電子機器を、電源の制約から自由にする技術とは
年々集積度が上がるLSI
パソコンやスマホには、「LSI」と呼ばれるチップが入っています。数ミリ角のチップ中には何万、何百万ものトランジスタという半導体部品が組み込まれています。このLSIは年々トランジスタが微細化され、集積度が上がっています。電子機器が小さく薄くなり、さらに性能が上がるのはそのためです。LSIの集積度が上がることで、スマホやタブレット型パソコンが小型化され、どこでも使用できるようになってきました。
消費電力を抑えて使用時間を延ばす
電子機器がどこでも使用できるようになると問題になるのが電源です。便利な機器も使用時間が限られると魅力半減です。使用時間を延ばすための技術が必要になってくるわけです。トランジスタの微細化はそれだけでも消費電力の低下につながりますが、集積される回路の構成を工夫することでさらに消費電力を下げることができます。消費電力を下げることは熱の問題も解決します。昔のノートパソコンはファンが付いていましたが、最近では消費電力が少ないためその必要がなくなりつつあります。ファンを必要としないことも、薄く、静かなモバイル端末を実現するうえで非常に役に立っています。

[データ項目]
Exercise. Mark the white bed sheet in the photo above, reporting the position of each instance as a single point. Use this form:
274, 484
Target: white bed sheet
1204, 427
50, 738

◆ **実施事項**
(a) LSIと消費電力に関する本文抜粋について、次の問いに答えよ。
(i) 数ミリ角のチップ中に組み込まれている半導体部品は何と呼ばれるか。
(ii) 消費電力を下げることで、ほかにどの問題が解決するとされているか。
(iii) 昔のノートパソコンに付いていたが、最近では必要がなくなりつつあるものは何か。
(b) LSIと消費電力に関する本文抜粋の最後の文に続く部分を書き進めよ。

◆ **解答**
(a)
(i) トランジスタ
(ii) 熱の問題
(iii) ファン

(b)
環境エネルギーを電気に変える
さらに先進的な技術として、自ら発電し、独立して動くモバイル端末も開発されています。音や光、振動などの環境エネルギーを取り込み、電源として使用します。この技術は「エネルギーハーベスト」と呼ばれ、実用化が進めばあらゆる電子機器から電源配線が無くなり、モバイル端末を充電する必要がなくなります。しかしまだまだ利用できるエネルギーは小さいため、小さな電力で動作するLSIが必要になります。エネルギーハーベストやLSIの低消費電力化といったさまざまな技術により、電子機器は今後ますます場所や時間の制約から自由になっていきます。場所や時間の制約から解き放たれた電子機器が人々の生活をより幸せで豊かにしていくことは言うまでもありません。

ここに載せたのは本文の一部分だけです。